>> Start Entries shown

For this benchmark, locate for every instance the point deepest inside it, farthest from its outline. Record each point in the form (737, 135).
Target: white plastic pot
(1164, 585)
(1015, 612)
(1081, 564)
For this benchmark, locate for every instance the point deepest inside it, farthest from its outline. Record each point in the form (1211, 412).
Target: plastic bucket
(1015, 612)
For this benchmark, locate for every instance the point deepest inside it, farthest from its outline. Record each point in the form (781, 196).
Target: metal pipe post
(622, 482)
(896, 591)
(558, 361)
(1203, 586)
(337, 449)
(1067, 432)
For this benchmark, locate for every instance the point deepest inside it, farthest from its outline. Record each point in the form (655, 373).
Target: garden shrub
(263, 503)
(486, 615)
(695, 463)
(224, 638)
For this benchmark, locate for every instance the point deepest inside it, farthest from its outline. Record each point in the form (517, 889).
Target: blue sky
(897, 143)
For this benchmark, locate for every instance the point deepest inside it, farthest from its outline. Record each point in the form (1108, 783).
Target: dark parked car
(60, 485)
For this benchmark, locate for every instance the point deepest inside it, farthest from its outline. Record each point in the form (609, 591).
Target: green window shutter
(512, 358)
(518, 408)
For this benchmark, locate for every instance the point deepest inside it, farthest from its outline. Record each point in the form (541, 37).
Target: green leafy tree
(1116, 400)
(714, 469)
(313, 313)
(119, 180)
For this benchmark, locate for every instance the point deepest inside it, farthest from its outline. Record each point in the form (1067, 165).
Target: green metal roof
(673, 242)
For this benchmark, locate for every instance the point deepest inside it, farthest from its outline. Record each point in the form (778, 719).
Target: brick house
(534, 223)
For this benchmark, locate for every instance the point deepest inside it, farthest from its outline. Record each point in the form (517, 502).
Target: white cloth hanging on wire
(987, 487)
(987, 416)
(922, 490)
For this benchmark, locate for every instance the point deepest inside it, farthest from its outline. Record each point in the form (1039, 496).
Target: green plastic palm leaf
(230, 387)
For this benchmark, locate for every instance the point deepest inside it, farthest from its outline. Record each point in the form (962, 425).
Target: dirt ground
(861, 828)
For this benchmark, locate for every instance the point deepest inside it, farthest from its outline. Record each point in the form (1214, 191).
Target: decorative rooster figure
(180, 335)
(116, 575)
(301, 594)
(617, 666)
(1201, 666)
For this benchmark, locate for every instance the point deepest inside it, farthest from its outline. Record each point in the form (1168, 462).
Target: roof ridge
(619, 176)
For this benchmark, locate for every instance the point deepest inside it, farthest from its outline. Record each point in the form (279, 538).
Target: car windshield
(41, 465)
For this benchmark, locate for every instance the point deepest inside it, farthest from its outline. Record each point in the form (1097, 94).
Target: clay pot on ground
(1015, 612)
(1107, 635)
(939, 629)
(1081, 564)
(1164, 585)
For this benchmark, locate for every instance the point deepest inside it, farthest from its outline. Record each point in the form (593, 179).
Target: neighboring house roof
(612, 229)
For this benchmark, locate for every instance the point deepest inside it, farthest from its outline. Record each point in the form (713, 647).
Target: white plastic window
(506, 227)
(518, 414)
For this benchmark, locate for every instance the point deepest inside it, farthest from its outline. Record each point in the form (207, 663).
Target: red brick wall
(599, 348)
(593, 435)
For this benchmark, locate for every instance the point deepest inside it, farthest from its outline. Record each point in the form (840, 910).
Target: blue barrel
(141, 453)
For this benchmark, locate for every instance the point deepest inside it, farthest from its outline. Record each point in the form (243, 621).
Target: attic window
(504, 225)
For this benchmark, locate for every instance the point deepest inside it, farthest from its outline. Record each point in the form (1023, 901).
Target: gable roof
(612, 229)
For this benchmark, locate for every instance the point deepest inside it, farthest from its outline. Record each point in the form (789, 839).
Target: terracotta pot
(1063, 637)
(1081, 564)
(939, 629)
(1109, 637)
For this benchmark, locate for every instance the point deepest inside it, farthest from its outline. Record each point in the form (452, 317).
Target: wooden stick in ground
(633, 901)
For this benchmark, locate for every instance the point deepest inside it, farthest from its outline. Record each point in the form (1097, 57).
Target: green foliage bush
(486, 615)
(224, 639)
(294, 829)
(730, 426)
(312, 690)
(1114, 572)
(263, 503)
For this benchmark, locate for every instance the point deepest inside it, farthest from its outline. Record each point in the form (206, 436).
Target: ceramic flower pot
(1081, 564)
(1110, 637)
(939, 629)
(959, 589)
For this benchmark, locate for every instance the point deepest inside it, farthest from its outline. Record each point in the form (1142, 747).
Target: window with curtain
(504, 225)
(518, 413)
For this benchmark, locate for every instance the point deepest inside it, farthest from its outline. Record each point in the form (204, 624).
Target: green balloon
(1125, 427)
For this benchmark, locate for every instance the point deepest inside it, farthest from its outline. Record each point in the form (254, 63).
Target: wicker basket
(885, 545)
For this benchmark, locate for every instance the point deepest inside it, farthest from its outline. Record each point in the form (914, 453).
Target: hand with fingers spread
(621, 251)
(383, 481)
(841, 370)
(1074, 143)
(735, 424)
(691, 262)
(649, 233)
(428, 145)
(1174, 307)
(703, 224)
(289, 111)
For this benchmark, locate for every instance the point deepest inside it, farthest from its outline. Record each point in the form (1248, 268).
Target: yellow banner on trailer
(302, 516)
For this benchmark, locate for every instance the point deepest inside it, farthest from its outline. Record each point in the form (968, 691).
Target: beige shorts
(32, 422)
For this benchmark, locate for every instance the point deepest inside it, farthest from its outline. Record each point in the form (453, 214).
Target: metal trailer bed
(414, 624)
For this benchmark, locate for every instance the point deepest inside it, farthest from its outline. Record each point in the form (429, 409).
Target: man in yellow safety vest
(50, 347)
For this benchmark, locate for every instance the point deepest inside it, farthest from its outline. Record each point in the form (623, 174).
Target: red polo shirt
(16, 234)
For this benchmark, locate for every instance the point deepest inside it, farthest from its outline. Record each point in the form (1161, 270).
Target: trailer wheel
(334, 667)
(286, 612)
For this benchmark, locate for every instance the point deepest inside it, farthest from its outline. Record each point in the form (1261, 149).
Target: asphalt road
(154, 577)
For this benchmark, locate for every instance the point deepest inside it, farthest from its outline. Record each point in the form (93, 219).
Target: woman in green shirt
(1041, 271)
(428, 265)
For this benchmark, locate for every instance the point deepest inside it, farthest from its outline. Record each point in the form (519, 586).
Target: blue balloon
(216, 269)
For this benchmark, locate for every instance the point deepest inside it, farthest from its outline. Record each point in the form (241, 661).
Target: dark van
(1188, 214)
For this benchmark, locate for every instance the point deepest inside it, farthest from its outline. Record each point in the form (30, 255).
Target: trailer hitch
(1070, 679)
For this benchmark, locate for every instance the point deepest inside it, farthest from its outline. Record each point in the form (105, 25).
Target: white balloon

>> End Entries shown

• _Required task_
Restate every record exactly, leaving nothing out.

• _Correct result_
For this benchmark, locate for every instance the point deepest inside it, farthest from its outline. Record each point in the form (737, 135).
Target: white plastic pot
(1164, 585)
(1015, 612)
(1081, 564)
For this benchmark, locate for every instance the point deepest inside it, farthest from its outline. Record each point in the form (1211, 412).
Target: plastic bucket
(1015, 612)
For this benchmark, locate for every instance the point deepest inside it, farthest from its outline. Record each point in the form (781, 196).
Target: metal pipe post
(622, 482)
(896, 591)
(558, 361)
(1203, 586)
(337, 449)
(1067, 432)
For this benchmark, locate for every instance the point deepest inside it, farthest from its outline. Record each point in the form (655, 373).
Target: garden shrub
(263, 503)
(486, 615)
(695, 463)
(224, 638)
For this benchmark, locate for every instance the point deepest inside it, farthest from its outline. Record each point in the form (517, 889).
Target: blue sky
(897, 143)
For this benchmark, locate for every instance the point deepest inside it, farthest from its outline. Record each point in the form (1108, 783).
Target: dark parked car
(60, 485)
For this benchmark, locate for every instance the point deepest inside it, farthest from its outline. Record each point in the form (609, 591).
Target: green window shutter
(512, 358)
(518, 408)
For this benchmark, locate for every instance the point deepest inside it, farthest from its outline. Record each point in the form (541, 37).
Target: green leafy tree
(1116, 400)
(714, 469)
(313, 313)
(119, 180)
For this benchmark, locate for every instance the point deepest inside it, farthest from its outline. Record each point in the form (1067, 165).
Target: green metal roof
(673, 242)
For this benchmark, locate for every instance the point deepest inside it, farthest from its outline. Record each point in the form (778, 719).
Target: brick house
(534, 223)
For this benchmark, locate for every instance the point deepest inside it, farthest from its outline. Record each point in the form (517, 502).
Target: white cloth hanging on wire
(987, 487)
(987, 416)
(922, 490)
For this benchmark, locate for every instance the point deepest inside it, farthest from its outline. Record each point in the form (1039, 496).
Target: green plastic palm leaf
(230, 387)
For this benchmark, locate for every instance the point deepest inside it, farthest from its outline. Record each point in the form (962, 425).
Target: dirt ground
(861, 828)
For this benchmark, locate for every instance the point deepest inside it, farthest from its outline. Record each point in the form (1214, 191).
Target: decorative rooster figure
(180, 335)
(116, 575)
(301, 594)
(617, 666)
(1201, 666)
For this benchmark, locate for every instance the point deepest inside it, farthest from its outline. Record each point in the form (1168, 462).
Target: roof ridge
(619, 176)
For this benchmark, locate for every instance the point deepest inside it, farthest from its outline. Record each point in the form (279, 538).
Target: car windshield
(41, 465)
For this benchmark, locate for every instance the point deepest inside it, farthest from its outline. Record each point in the form (1097, 94).
Target: clay pot on ground
(1015, 612)
(1107, 635)
(939, 629)
(1081, 564)
(1164, 585)
For this benchmark, locate for every instance the point deepest inside it, farthest from its outline. Record each point in the form (593, 179).
Target: neighboring house roof
(612, 229)
For this benchmark, locate for every instance the point deepest inside it, farthest from its outline. Record each point in the form (713, 647).
Target: white plastic window
(506, 227)
(518, 414)
For this benchmark, locate for every instance the point deepest inside it, farthest from its outline. Record each point in the form (207, 663).
Target: red brick wall
(599, 348)
(593, 435)
For this benchmark, locate for every instance the point deepest inside it, farthest from its outline. Record each point in the form (840, 910).
Target: blue barrel
(141, 453)
For this benchmark, locate for every instance the point deepest inside it, farthest from its outline. Record each point in the form (243, 621).
Target: attic window
(504, 225)
For this benchmark, locate for every instance the point deepest inside it, farthest from its outline. Record each point in the form (1023, 901).
Target: gable roof
(612, 229)
For this benchmark, locate for every instance the point deepest inside it, farthest from its outline. Record each point in the form (789, 839).
Target: terracotta pot
(1063, 637)
(1081, 564)
(939, 629)
(1109, 637)
For this benchmark, locate for every instance the point deepest inside it, farthest from its outline. Record each point in the form (452, 317).
Target: wooden stick in ground
(633, 901)
For this benchmark, locate for every instance the point deepest inside it, farthest from its outline. Record each point in the form (1097, 57).
Target: green foliage bush
(486, 615)
(224, 639)
(294, 829)
(730, 426)
(312, 690)
(1114, 572)
(263, 503)
For this benchmark, locate for every instance the point deepest inside it, farthest from its outline. Record each point in the form (206, 436).
Target: ceramic flower pot
(1081, 564)
(1110, 637)
(939, 629)
(959, 589)
For this benchmark, locate for every instance the point deepest inside it, farthest from its outline. Record each point in the form (1142, 747).
Target: window with curtain
(504, 225)
(518, 413)
For this benchmark, locate for every instance the point deepest inside it, farthest from its outline. Record each point in the form (204, 624).
Target: green balloon
(1125, 427)
For this benchmark, locate for every instance the point deepest inside it, farthest from its outline. Record each point in the form (254, 63).
Target: wicker basket
(885, 545)
For this benchmark, locate for every instance the point deepest inside it, farthest from its outline. Record each point in the form (914, 453).
Target: hand with fingers spread
(621, 251)
(383, 481)
(841, 370)
(1074, 143)
(735, 424)
(691, 262)
(649, 233)
(428, 145)
(1174, 307)
(703, 224)
(289, 111)
For this benchmark, locate for every instance the point deepest inside it, farthest from its outline. Record each point in the form (1248, 268).
Target: yellow banner on trailer
(302, 516)
For this benchmark, locate for every instance the point deepest inside it, farthest from its outline. Record each point in the form (968, 691).
Target: beige shorts
(32, 422)
For this benchmark, locate for every instance the point deepest inside it, farthest from its outline. Record each point in the form (453, 214).
Target: metal trailer bed
(414, 624)
For this benchmark, locate for every instance the point deepest inside it, farthest from its outline. Record each point in the form (429, 409).
Target: man in yellow safety vest
(50, 347)
For this benchmark, locate for every instance the point deepest inside it, farthest from its outline. Record each point in the form (623, 174).
Target: red polo shirt
(16, 234)
For this benchmark, locate for every instance the point deepest inside it, farthest from its outline. Record each point in the form (1161, 270).
Target: trailer wheel
(334, 667)
(286, 612)
For this benchmark, locate for every instance the point deepest inside it, farthest from its outline. Record each point in the form (1261, 149).
Target: asphalt road
(154, 577)
For this benchmark, locate for every instance the point deepest inside it, farthest from its outline. Record each point in the form (93, 219).
Target: woman in green shirt
(1041, 271)
(428, 265)
For this benchmark, locate for every instance the point deepest inside it, farthest from its outline. Record each point in the form (519, 586).
Target: blue balloon
(216, 269)
For this benchmark, locate for every instance the point deepest inside it, farthest from its outline. Record each point in the form (241, 661).
Target: dark van
(1188, 214)
For this benchmark, locate for every instance the point deepest inside it, farthest from its outline. Record each point in the form (30, 255).
Target: trailer hitch
(1070, 679)
For this benchmark, locate for every instance the point deepest inside it, farthest from its outline. Record each point in the form (105, 25).
Target: white balloon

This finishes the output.